> [What you have to do] Gather every line below that contains the word "interpretive". The match is case-sensitive.

> [Recorded data]

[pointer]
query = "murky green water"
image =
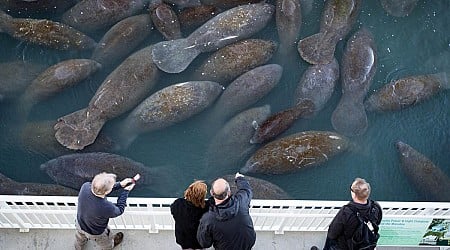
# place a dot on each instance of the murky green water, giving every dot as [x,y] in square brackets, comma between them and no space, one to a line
[411,45]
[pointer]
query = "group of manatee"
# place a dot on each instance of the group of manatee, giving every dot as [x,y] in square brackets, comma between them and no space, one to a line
[236,74]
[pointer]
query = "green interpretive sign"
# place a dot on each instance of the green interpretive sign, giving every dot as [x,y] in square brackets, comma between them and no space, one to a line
[402,231]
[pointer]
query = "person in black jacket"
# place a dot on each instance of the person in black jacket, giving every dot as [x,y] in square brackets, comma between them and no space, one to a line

> [Finished exercise]
query = "green interpretive sign"
# place a dot on each instance of the green interpretive sign, giving every dot as [x,y] in square brackets, comma between them and no space, one to a line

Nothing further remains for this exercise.